:: Selected extract ::
Nonexclusive . It is not possible to exclude anyone from consuming the good. The examples above are usually nonexclusive. A private good is, instead, a good that does not fulfill any of the two criteria, i.e. one that is both rival and exclusive. Most goods are private goods.
The Aggregate Willingness to Pay
To find the market’s demand curve for a public good we must know each individual’s demand for it.
Suppose we have two individuals, A and B, and that they each have an individual demand curve regarding, say, a park, corresponding to DA and DB in Figure 1. When we, in Market Demand, derived the market demand for a private good, we summed the individuals’ demand curves horizontally. For public goods we, instead, have to sum them vertically.
Figure 1: Public Goods
To see why this is the case, think of what a public good is. Suppose we produce one unit of the good and that A value that unit to 10, whereas B values it to 15. Had it been a private good, only one of them could have consumed it. However, since a public good is nonrival, both A and B can consume it at the same time.
Consequently, the aggregate willingness to pay for this unit is 10 + 15 = 25. Similarly for the second, third, and all following units, and we sum the demand curves in Figure 19.1 vertically. The market demand in this case, corresponds to the thick demand curve DA+B.
:::
> Exercise instructions:
**A.** Answer these questions using the passage on public goods:
(i) What is a private good?
(ii) How must individual demand curves be summed to get the market demand for a public good?
(iii) What is the aggregate willingness to pay for one unit that A values at 10 and B values at 15?
**B.** Print everything from "Figure 1: Public" down to "the same time." in the passage on public goods, copying it word for word.
:: Listed records ::
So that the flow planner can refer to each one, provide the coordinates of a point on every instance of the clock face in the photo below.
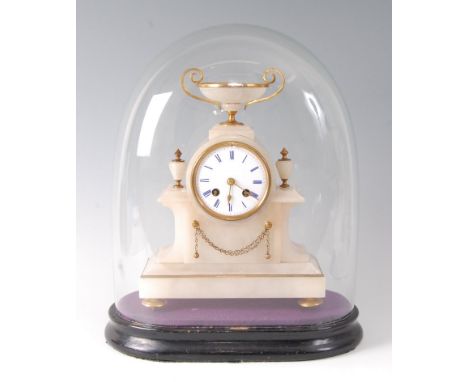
(231, 180)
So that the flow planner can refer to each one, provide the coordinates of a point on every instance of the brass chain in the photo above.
(265, 234)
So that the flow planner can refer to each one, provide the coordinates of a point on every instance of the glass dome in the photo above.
(175, 261)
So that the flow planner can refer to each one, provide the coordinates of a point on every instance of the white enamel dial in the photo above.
(231, 180)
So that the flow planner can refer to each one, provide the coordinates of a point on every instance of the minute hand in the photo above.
(245, 190)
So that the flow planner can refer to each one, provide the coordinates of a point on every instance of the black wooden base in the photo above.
(233, 344)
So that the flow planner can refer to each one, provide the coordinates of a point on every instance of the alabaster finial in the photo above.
(177, 168)
(284, 167)
(178, 155)
(284, 153)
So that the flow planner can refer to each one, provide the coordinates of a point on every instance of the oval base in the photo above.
(233, 344)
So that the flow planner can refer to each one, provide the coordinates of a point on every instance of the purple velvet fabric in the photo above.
(233, 312)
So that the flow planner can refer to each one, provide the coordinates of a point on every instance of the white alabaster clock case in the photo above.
(235, 206)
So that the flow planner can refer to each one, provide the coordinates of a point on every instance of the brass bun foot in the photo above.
(310, 302)
(153, 302)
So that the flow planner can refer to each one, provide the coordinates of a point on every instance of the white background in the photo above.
(116, 41)
(40, 338)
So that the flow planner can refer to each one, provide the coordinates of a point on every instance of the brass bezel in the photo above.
(204, 154)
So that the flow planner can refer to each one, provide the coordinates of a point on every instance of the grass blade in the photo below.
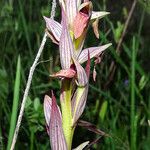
(15, 104)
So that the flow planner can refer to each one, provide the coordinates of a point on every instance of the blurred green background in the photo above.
(121, 108)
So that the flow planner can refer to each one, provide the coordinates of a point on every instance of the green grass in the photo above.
(122, 110)
(15, 103)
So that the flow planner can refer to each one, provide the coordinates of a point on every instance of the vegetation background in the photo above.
(120, 108)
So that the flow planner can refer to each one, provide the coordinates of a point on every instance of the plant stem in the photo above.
(27, 91)
(66, 111)
(15, 104)
(133, 129)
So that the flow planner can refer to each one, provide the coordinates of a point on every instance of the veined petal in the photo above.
(56, 134)
(78, 102)
(82, 19)
(47, 108)
(95, 27)
(71, 10)
(66, 47)
(78, 3)
(54, 27)
(81, 146)
(62, 4)
(98, 14)
(66, 73)
(81, 74)
(94, 51)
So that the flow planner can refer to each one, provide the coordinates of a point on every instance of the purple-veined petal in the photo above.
(66, 47)
(78, 102)
(54, 27)
(62, 4)
(71, 10)
(81, 146)
(82, 19)
(78, 3)
(95, 27)
(94, 51)
(98, 14)
(56, 134)
(47, 108)
(87, 68)
(66, 73)
(81, 74)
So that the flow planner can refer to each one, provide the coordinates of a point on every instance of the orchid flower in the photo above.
(70, 35)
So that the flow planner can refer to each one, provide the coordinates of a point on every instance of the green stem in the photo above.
(66, 112)
(133, 122)
(15, 104)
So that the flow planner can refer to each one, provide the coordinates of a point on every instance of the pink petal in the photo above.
(95, 28)
(81, 20)
(57, 138)
(81, 146)
(54, 27)
(71, 10)
(66, 73)
(94, 51)
(65, 45)
(78, 103)
(87, 68)
(47, 108)
(81, 74)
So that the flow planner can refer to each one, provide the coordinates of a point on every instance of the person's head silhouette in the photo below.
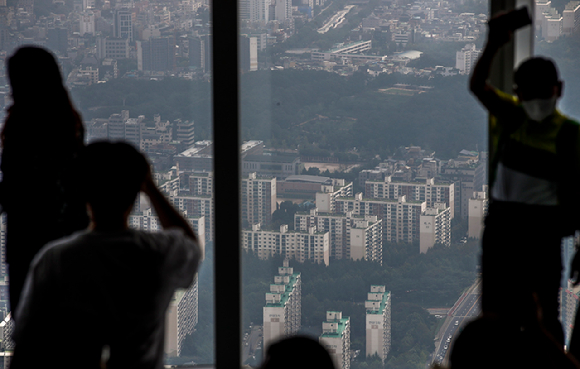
(34, 75)
(297, 352)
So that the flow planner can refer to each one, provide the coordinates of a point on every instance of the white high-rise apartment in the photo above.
(87, 23)
(123, 24)
(351, 237)
(258, 199)
(182, 314)
(336, 224)
(477, 211)
(255, 10)
(181, 318)
(301, 246)
(283, 310)
(400, 218)
(336, 338)
(366, 239)
(465, 58)
(552, 25)
(378, 322)
(427, 190)
(435, 224)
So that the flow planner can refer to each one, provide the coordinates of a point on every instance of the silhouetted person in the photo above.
(500, 342)
(297, 352)
(108, 286)
(534, 156)
(42, 135)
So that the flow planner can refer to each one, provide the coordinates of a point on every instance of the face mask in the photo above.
(539, 109)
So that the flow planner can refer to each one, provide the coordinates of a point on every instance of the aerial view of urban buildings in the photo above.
(412, 196)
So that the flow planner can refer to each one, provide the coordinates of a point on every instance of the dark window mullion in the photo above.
(226, 135)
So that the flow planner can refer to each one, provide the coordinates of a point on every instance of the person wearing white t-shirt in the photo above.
(108, 286)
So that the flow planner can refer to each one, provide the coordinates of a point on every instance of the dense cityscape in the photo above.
(304, 204)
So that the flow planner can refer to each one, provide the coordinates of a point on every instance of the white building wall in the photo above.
(477, 210)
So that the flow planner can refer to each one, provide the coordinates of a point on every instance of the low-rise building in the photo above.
(336, 338)
(301, 246)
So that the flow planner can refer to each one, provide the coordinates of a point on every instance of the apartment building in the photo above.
(427, 190)
(477, 210)
(184, 132)
(196, 183)
(400, 218)
(336, 338)
(351, 237)
(466, 57)
(258, 199)
(435, 227)
(181, 318)
(301, 246)
(112, 48)
(146, 220)
(123, 24)
(196, 206)
(182, 314)
(571, 18)
(326, 200)
(552, 24)
(336, 224)
(283, 310)
(378, 322)
(306, 186)
(365, 239)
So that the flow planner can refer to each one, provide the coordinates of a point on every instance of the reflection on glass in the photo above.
(140, 72)
(376, 154)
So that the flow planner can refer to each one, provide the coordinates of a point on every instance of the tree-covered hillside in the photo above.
(301, 109)
(416, 281)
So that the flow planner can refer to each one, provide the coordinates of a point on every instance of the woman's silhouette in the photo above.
(42, 135)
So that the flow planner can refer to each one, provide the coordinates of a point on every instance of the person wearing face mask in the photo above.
(534, 156)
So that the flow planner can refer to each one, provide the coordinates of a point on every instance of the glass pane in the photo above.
(139, 72)
(556, 26)
(364, 173)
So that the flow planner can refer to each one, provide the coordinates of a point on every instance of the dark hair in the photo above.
(536, 72)
(297, 352)
(111, 175)
(42, 115)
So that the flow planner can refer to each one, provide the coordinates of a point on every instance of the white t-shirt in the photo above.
(102, 288)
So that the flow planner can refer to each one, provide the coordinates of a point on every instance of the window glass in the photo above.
(368, 150)
(140, 72)
(556, 31)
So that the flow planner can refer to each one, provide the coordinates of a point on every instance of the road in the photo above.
(251, 342)
(466, 309)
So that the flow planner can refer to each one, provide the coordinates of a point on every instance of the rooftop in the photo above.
(273, 158)
(342, 324)
(286, 294)
(386, 296)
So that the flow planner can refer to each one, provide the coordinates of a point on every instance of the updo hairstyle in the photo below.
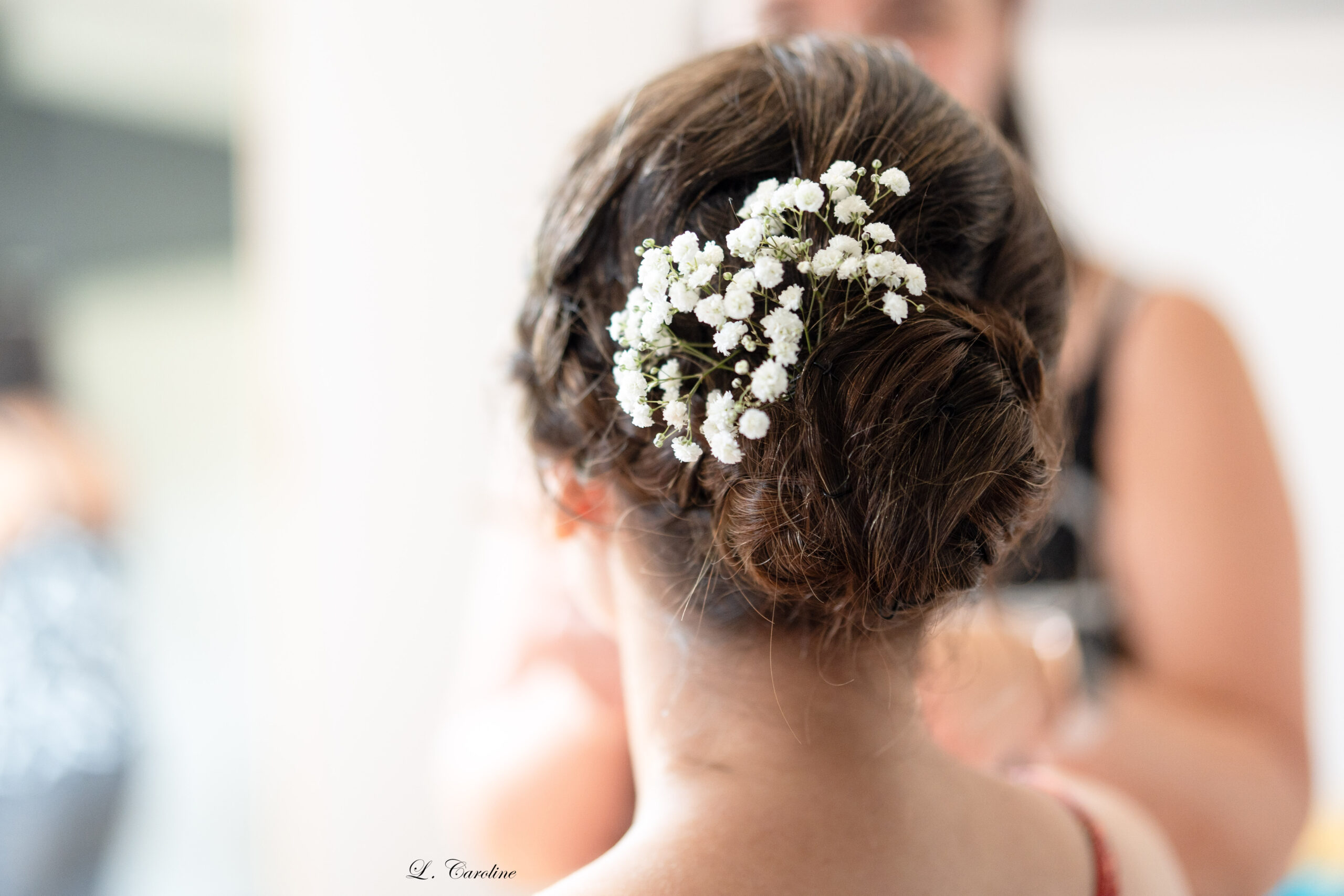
(906, 460)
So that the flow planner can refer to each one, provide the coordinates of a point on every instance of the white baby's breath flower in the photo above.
(676, 414)
(785, 352)
(701, 276)
(642, 416)
(686, 450)
(711, 256)
(617, 327)
(826, 261)
(847, 245)
(760, 198)
(784, 196)
(634, 327)
(838, 172)
(851, 208)
(896, 181)
(769, 272)
(743, 281)
(754, 424)
(685, 248)
(710, 311)
(810, 196)
(738, 304)
(721, 409)
(896, 307)
(769, 381)
(916, 284)
(745, 238)
(725, 446)
(879, 233)
(729, 336)
(682, 297)
(673, 277)
(884, 265)
(654, 272)
(781, 324)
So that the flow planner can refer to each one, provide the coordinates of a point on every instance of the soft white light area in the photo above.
(151, 361)
(1206, 155)
(395, 156)
(169, 64)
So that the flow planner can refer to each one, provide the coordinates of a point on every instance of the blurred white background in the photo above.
(301, 425)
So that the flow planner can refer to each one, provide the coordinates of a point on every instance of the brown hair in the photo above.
(908, 458)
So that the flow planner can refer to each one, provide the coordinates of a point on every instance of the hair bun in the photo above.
(908, 457)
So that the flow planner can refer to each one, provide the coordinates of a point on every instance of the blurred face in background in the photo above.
(964, 45)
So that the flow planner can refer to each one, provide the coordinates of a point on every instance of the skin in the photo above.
(1205, 726)
(812, 772)
(45, 471)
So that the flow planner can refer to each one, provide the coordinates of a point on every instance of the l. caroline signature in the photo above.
(457, 870)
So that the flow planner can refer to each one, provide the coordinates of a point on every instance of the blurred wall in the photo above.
(395, 155)
(330, 410)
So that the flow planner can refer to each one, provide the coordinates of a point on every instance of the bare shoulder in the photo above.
(1146, 863)
(1172, 351)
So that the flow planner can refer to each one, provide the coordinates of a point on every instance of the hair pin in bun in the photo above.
(687, 279)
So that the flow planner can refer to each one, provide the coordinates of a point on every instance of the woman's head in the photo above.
(906, 457)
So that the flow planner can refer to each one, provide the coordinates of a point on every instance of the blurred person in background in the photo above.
(1177, 679)
(64, 719)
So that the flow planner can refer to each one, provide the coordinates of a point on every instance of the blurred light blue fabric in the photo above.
(1309, 882)
(64, 714)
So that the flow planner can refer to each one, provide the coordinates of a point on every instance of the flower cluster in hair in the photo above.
(659, 371)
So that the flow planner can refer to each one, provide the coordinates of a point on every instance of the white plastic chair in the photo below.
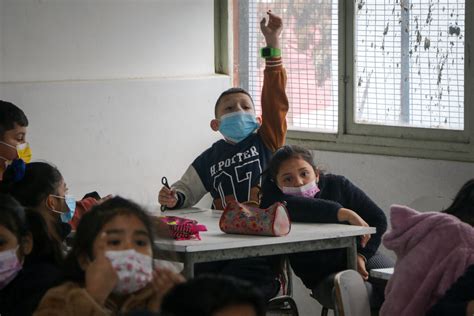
(351, 294)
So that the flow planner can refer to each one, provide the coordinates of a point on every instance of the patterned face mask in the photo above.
(308, 190)
(134, 270)
(9, 266)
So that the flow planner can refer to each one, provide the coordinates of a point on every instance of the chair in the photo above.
(284, 303)
(323, 292)
(351, 294)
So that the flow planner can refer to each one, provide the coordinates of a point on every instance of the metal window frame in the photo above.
(375, 139)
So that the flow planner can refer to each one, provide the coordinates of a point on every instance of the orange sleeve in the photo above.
(274, 104)
(82, 207)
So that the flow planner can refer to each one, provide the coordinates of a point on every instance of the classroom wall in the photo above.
(118, 93)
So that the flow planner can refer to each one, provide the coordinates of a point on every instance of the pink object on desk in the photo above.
(239, 218)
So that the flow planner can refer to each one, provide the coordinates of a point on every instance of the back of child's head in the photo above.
(92, 223)
(229, 92)
(208, 294)
(12, 216)
(286, 153)
(10, 115)
(45, 248)
(463, 204)
(31, 183)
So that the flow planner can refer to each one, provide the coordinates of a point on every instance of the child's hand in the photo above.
(272, 31)
(361, 267)
(163, 281)
(167, 197)
(347, 215)
(101, 277)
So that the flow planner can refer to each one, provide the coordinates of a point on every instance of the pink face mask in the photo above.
(9, 266)
(308, 190)
(134, 270)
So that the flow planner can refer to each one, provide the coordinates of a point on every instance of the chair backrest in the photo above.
(352, 298)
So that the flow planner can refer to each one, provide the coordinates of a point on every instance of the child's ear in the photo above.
(27, 244)
(49, 202)
(215, 125)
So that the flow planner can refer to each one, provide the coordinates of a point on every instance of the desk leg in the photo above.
(188, 270)
(352, 255)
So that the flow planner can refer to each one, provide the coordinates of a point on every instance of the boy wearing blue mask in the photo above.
(13, 145)
(231, 168)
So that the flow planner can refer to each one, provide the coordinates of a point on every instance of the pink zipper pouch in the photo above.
(239, 218)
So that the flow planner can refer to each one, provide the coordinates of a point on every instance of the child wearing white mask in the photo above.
(26, 273)
(109, 269)
(13, 145)
(315, 197)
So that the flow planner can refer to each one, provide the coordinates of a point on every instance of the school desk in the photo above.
(216, 245)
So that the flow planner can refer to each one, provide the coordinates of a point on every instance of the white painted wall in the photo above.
(118, 93)
(77, 68)
(97, 39)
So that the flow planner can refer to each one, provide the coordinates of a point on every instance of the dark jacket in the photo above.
(335, 192)
(455, 301)
(23, 294)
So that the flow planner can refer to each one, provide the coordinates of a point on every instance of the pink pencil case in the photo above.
(239, 218)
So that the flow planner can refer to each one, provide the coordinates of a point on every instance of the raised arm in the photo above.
(274, 100)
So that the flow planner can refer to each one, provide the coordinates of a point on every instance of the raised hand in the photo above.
(272, 30)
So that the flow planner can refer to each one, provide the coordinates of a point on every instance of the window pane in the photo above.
(309, 50)
(410, 63)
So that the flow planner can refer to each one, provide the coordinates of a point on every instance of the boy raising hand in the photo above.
(230, 169)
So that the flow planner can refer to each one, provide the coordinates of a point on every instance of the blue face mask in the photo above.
(71, 205)
(238, 125)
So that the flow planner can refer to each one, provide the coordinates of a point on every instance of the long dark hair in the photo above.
(208, 294)
(90, 226)
(288, 152)
(9, 115)
(12, 217)
(39, 180)
(463, 204)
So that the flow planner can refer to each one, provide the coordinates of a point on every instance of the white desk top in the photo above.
(215, 239)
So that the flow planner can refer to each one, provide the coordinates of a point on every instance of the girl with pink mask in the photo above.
(110, 269)
(314, 197)
(26, 269)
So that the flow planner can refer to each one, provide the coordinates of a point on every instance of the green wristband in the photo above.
(269, 52)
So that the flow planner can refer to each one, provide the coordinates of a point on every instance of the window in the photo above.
(368, 76)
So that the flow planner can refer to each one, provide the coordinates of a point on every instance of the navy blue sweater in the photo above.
(335, 192)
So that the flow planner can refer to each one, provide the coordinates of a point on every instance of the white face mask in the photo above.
(308, 190)
(9, 266)
(134, 270)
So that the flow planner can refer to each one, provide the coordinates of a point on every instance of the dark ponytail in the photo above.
(463, 204)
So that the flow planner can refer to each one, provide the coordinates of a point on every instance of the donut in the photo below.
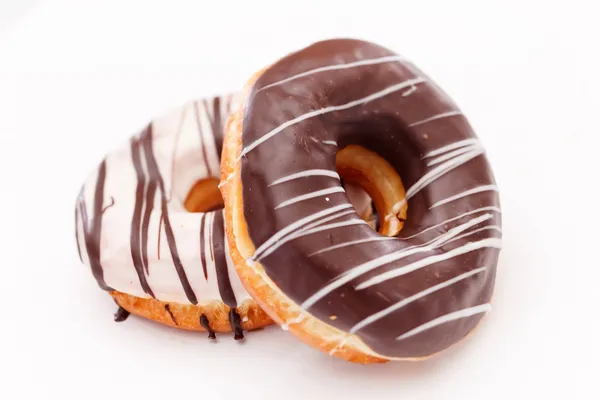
(337, 284)
(149, 224)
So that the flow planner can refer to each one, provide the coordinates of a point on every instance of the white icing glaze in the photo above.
(181, 140)
(185, 150)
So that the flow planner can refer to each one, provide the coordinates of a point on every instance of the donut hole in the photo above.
(362, 203)
(204, 196)
(374, 175)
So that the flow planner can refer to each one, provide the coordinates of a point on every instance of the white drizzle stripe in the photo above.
(479, 189)
(352, 243)
(489, 208)
(404, 302)
(361, 269)
(354, 103)
(409, 91)
(452, 146)
(464, 313)
(353, 64)
(467, 248)
(303, 174)
(435, 117)
(306, 232)
(451, 154)
(485, 228)
(312, 195)
(292, 227)
(309, 226)
(440, 171)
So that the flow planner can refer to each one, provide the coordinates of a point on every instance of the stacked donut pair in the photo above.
(318, 145)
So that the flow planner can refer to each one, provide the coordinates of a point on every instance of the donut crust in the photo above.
(187, 316)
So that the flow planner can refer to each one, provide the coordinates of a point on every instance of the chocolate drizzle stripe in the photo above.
(168, 309)
(222, 270)
(93, 235)
(205, 324)
(154, 174)
(236, 324)
(202, 240)
(149, 206)
(202, 143)
(135, 240)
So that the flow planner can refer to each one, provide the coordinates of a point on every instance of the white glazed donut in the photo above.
(155, 257)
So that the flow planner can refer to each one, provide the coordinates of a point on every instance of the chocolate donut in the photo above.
(302, 251)
(144, 225)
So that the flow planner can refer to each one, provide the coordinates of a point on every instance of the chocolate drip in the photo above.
(121, 314)
(218, 246)
(93, 236)
(168, 309)
(206, 326)
(77, 231)
(135, 240)
(202, 255)
(154, 175)
(236, 324)
(204, 154)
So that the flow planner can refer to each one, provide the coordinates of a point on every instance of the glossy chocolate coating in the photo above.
(402, 126)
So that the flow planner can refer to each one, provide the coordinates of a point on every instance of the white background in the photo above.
(78, 77)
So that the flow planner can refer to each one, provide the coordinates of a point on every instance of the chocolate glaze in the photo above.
(121, 314)
(402, 122)
(236, 324)
(218, 249)
(204, 323)
(168, 309)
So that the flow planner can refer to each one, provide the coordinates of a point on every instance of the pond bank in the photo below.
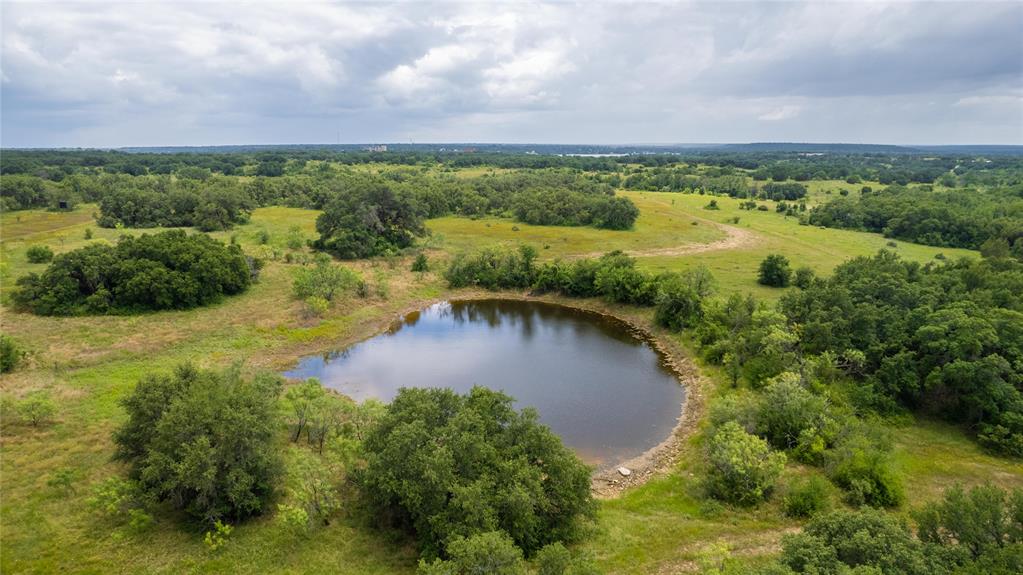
(607, 481)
:::
> Exercise responses:
**A.**
(i) A good that is both rival and exclusive.
(ii) Vertically.
(iii) 25.

**B.**
Figure 1: Public Goods
To see why this is the case, think of what a public good is. Suppose we produce one unit of the good and that A value that unit to 10, whereas B values it to 15. Had it been a private good, only one of them could have consumed it. However, since a public good is nonrival, both A and B can consume it at the same time.